Please turn everything from the line containing "pipe, giving x and y for each instance?" down to the end of the data into a JSON list of strings, one per line, with blank lines left out.

··· Given entries ···

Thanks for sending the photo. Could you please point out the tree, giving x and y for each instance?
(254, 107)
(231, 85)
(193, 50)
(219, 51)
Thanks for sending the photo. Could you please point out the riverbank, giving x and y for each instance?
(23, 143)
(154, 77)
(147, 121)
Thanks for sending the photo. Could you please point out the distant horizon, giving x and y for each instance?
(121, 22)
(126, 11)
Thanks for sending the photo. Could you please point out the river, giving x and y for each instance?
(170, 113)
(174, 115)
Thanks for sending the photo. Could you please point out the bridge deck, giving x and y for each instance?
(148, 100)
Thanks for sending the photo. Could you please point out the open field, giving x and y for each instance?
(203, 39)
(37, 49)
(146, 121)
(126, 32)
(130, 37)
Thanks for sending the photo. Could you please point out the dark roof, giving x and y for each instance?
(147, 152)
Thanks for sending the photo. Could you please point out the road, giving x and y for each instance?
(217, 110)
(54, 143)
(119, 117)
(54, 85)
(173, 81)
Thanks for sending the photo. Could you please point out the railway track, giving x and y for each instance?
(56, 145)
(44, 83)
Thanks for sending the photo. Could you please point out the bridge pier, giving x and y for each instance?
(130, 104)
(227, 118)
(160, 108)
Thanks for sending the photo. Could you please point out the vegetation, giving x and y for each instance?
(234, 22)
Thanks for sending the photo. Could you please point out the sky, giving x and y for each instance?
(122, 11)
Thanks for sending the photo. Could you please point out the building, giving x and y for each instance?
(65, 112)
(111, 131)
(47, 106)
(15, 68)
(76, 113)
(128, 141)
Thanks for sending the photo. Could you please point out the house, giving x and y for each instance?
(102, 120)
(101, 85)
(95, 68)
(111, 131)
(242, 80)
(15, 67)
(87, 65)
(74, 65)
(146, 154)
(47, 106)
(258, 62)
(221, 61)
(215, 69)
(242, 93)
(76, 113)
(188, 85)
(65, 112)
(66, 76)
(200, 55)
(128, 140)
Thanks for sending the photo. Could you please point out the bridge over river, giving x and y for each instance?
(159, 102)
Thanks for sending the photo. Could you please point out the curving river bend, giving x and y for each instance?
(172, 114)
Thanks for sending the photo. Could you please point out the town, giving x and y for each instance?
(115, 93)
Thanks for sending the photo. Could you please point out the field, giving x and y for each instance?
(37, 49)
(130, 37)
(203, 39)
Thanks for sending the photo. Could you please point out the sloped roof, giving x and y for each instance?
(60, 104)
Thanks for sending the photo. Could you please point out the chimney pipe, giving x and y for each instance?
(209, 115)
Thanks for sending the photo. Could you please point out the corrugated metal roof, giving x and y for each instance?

···

> **Output**
[
  "Thanks for sending the photo. Could you please point out the chimney pipe, giving x and y for each instance?",
  "(209, 115)",
  "Thanks for sending the photo. Could you please point out the corrugated metal roof, giving x and y for each instance?"
]